### Source
These charts represent the total drug cases across Thailand’s provinces from 2017 to 2022.
Consistent trends: Bangkok consistently shows the highest number of drug cases across all years, indicating a persistent and significant drug problem in the capital. Chon Buri, Ubon Ratchathani, and Nakhon Si Thammarat also consistently rank high, suggesting these areas are heavily impacted.
Yearly fluctuations: While the rankings remain relatively stable, the total number of cases varies each year, with notable peaks in provinces like Bangkok and Chon Buri during certain years.
Provincial concentration: A small number of provinces consistently account for the majority of drug cases, while most provinces report significantly fewer cases, reinforcing the idea that drug problems are concentrated in specific regions.

### Record excerpts

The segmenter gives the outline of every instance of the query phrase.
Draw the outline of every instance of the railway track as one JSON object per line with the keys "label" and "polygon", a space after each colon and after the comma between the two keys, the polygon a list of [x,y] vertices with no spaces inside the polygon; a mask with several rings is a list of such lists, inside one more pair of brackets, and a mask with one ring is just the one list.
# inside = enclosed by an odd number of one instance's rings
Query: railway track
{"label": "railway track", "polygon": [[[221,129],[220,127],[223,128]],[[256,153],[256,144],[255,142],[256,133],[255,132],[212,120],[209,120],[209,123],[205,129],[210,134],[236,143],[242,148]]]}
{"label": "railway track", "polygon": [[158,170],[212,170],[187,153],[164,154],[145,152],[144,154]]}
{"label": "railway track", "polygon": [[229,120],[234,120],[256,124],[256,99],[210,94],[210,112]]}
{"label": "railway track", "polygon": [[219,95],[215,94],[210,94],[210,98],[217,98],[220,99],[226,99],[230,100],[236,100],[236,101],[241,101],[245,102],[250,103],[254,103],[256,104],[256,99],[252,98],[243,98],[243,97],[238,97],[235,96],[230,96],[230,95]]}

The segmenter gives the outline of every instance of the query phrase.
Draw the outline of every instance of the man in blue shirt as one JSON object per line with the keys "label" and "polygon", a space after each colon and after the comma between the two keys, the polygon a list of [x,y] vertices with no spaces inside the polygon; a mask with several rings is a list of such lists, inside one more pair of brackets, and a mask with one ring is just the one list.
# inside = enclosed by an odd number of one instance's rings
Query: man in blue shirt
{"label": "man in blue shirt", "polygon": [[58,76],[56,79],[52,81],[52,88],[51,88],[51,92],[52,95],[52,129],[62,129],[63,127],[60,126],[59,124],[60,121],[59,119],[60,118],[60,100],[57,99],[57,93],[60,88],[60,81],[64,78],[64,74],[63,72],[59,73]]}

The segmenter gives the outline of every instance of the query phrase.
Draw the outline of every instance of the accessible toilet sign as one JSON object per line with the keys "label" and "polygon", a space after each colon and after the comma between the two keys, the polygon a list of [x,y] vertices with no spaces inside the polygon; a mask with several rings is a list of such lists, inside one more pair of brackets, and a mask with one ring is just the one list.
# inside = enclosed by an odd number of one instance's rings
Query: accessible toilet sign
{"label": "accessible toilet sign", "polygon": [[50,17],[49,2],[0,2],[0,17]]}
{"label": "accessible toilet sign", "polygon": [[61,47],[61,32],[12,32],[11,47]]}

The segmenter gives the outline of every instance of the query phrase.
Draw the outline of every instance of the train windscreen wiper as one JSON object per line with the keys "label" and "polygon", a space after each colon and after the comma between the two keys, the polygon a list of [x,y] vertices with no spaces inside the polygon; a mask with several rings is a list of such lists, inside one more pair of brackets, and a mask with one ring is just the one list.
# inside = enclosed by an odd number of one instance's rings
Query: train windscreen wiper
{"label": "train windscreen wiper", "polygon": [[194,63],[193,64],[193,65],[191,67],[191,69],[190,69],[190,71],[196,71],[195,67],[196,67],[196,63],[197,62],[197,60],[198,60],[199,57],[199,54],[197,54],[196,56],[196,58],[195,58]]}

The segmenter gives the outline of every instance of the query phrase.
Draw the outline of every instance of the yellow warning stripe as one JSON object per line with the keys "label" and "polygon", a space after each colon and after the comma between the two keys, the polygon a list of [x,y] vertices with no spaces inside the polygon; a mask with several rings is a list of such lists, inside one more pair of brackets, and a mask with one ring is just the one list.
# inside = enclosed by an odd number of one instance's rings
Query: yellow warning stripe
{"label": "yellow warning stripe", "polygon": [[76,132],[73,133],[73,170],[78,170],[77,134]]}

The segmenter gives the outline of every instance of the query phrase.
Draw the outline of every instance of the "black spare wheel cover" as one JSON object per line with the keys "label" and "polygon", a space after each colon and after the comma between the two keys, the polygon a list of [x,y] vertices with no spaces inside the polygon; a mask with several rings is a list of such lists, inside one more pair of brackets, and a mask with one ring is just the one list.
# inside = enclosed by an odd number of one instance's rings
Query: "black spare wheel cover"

### What to work on
1. Please rewrite the paragraph beginning "Consistent trends:" from the text on Thailand's drug cases as a short bulleted list, keeping its main facts.
2. In one to three sentences, explain why the text on Thailand's drug cases says drug problems are concentrated in specific regions.
3. Continue the text on Thailand's drug cases, starting after its final sentence.

### Expected responses
1.
- Bangkok has the most drug cases in every year, which points to a persistent and significant drug problem in the capital.
- Chon Buri, Ubon Ratchathani, and Nakhon Si Thammarat also rank high consistently, which suggests they are heavily impacted.

2. A small number of provinces consistently account for the majority of drug cases. Most other provinces report significantly fewer cases.

3.
This trend indicates a need for focused intervention in the high-case provinces while monitoring fluctuations over time.
5.2.2 Total Drug Abuse Density across Years By Province
# Define the years
years <- 2017:2022
density_columns <- paste0("Drugs_Cases_Per_Km2_", years)
# Create a list to store individual plots for each year (Density)
density_plots <- list()
# Loop through each year and create a bar plot for density (province on y-axis)
for (i in 1:length(years)) {
plot <- ggplot(thailand_province_df, aes(y = reorder(Province, -!!sym(density_columns[i])), x = !!sym(density_columns[i]))) +
geom_bar(stat = "identity", fill = "darkorange") +
labs(title = paste("Drug Case Density -", years[i]), y = "Province", x = "Density (Cases per km²)") +
theme_minimal() +
theme(axis.text.y = element_text(size = 7))
density_plots[[i]] <- plot
}
# Arrange the plots in a 3x2 grid
grid.arrange(grobs = density_plots, ncol = 3, nrow = 2)
5.2.2.1 Visualizing it across years on a map level
# Define the years and corresponding column names
years <- 2017:2022
year_columns <- paste0("Drugs_Cases_Per_Km2_", years)
# Create a list to store individual maps
map_list <- list()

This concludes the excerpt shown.